INPUT:
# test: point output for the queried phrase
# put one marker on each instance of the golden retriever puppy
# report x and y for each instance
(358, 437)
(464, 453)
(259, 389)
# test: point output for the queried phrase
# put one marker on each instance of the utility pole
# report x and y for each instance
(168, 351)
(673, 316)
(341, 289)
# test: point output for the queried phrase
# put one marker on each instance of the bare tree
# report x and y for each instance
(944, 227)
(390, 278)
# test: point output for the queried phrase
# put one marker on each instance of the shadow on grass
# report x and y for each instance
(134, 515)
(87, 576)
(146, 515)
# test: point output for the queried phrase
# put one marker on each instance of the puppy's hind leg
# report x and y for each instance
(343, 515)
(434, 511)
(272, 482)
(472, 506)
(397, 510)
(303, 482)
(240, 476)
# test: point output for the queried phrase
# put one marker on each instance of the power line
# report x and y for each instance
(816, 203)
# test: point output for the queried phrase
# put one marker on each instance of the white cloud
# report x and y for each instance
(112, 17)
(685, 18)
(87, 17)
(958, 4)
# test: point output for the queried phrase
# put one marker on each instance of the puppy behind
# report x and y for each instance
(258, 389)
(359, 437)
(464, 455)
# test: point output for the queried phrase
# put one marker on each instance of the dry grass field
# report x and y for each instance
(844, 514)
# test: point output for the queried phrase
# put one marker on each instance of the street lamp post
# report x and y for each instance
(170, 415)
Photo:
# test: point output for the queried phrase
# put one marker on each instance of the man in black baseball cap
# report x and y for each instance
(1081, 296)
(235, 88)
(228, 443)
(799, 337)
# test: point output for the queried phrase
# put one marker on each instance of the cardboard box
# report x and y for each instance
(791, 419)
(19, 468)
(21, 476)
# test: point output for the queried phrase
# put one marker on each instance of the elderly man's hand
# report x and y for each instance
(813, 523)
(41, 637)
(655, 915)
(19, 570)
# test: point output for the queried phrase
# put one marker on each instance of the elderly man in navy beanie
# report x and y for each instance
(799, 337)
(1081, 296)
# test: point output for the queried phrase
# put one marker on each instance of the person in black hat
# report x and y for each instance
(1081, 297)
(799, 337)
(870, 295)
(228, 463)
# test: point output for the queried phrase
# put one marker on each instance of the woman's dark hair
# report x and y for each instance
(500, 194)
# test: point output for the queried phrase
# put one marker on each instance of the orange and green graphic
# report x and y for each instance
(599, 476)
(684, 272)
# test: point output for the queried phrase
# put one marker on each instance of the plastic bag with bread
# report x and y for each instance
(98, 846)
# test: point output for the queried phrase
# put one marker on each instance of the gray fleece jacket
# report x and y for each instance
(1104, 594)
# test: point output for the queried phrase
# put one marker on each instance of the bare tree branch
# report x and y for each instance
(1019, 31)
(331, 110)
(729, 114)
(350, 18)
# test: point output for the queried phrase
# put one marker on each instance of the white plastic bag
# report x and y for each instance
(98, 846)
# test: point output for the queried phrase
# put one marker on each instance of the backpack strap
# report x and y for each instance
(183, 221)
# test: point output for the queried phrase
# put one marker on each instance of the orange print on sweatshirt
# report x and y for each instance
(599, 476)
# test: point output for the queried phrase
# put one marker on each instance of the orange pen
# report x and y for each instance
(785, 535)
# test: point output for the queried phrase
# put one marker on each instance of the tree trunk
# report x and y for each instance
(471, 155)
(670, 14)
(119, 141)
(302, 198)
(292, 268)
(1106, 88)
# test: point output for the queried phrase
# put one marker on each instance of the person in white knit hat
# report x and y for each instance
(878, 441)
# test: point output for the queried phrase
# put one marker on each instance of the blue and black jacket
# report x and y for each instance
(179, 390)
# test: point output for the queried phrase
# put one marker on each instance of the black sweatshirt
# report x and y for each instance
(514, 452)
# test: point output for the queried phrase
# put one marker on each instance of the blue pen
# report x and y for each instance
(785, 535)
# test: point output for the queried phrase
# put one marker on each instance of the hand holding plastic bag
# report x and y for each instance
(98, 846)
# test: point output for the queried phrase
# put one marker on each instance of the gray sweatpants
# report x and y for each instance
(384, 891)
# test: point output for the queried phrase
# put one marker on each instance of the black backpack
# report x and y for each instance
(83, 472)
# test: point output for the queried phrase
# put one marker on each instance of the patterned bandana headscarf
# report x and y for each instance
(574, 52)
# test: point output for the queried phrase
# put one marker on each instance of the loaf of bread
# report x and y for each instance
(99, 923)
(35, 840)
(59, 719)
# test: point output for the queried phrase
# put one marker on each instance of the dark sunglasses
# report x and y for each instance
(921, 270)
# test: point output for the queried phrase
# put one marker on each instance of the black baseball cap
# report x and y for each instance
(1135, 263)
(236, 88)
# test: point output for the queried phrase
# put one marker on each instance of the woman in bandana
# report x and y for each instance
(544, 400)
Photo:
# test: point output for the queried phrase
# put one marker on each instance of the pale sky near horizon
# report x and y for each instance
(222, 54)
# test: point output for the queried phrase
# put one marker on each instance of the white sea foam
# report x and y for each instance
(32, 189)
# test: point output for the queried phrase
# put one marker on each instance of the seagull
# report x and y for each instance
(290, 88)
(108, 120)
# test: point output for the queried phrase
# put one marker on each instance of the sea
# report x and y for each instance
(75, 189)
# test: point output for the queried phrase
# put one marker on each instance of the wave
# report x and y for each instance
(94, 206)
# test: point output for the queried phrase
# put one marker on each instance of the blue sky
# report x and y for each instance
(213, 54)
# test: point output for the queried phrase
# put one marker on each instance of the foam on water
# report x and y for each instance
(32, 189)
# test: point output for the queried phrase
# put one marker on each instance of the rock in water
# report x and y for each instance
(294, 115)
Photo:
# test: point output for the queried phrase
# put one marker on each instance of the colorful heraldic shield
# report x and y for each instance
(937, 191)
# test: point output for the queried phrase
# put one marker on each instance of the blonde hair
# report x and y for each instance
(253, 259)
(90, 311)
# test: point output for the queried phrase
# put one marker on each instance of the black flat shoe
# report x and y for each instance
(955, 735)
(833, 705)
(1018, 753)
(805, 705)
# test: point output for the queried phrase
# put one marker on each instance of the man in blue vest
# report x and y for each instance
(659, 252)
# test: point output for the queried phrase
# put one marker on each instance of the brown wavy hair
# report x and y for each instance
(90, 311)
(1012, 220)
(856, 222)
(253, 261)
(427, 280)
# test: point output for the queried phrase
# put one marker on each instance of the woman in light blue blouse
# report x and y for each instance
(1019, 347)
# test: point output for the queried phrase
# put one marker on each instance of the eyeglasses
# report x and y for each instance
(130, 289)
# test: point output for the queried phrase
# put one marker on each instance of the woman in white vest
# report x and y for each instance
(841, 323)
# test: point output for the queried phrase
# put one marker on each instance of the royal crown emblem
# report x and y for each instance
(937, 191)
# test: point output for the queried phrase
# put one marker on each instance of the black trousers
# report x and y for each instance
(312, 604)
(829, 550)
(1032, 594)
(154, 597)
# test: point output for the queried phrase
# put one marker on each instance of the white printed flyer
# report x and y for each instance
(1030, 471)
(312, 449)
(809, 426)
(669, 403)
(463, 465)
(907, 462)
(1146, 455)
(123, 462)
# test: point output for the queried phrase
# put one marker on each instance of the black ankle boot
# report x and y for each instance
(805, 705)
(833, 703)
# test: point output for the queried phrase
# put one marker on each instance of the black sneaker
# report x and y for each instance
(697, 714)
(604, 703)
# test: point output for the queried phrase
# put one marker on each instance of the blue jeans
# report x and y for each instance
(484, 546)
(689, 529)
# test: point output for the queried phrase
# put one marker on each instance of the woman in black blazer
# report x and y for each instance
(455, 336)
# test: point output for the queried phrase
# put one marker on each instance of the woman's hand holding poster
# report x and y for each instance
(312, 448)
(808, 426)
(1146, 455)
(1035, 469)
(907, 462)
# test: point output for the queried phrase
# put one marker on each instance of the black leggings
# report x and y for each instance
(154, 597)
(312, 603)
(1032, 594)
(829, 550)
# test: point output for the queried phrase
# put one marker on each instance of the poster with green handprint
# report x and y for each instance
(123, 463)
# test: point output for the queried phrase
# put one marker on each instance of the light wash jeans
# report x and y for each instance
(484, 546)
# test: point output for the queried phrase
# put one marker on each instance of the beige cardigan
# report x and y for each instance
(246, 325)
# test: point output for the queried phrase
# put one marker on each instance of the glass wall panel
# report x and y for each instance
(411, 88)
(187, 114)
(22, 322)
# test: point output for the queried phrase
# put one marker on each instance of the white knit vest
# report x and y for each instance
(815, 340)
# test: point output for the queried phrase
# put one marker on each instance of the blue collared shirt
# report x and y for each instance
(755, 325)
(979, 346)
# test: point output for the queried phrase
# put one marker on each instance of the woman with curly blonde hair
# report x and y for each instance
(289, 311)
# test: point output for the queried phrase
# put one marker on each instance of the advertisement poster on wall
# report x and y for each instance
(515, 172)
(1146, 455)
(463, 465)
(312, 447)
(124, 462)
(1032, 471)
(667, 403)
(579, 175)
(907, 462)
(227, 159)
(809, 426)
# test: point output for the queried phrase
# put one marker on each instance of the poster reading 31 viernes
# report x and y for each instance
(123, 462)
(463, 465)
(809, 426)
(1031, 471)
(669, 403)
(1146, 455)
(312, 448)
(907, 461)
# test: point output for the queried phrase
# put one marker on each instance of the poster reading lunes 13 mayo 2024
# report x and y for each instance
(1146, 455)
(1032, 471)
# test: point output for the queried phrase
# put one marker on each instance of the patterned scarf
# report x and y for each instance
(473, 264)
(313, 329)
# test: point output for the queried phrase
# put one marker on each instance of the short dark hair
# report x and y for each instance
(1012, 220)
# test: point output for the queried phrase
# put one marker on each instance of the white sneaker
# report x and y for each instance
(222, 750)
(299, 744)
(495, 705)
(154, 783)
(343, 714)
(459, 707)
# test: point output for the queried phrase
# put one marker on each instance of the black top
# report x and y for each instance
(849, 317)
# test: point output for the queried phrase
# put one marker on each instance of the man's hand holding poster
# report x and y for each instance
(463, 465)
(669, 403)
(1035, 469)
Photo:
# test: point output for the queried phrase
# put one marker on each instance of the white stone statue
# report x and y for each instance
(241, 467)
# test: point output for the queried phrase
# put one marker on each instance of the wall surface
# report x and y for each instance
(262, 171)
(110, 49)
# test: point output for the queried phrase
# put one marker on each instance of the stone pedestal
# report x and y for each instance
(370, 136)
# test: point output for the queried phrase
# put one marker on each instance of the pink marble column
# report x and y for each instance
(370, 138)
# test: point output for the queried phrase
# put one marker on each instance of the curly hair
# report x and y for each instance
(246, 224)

EXERCISE: Show each line of the rows above that contains the word "puppy". Case counts.

PROBLEM SOLUTION:
# put one marker on each instance of the golden retriever puppy
# put one marker on each instance of the puppy's hind leg
# put one marker on each instance of the puppy behind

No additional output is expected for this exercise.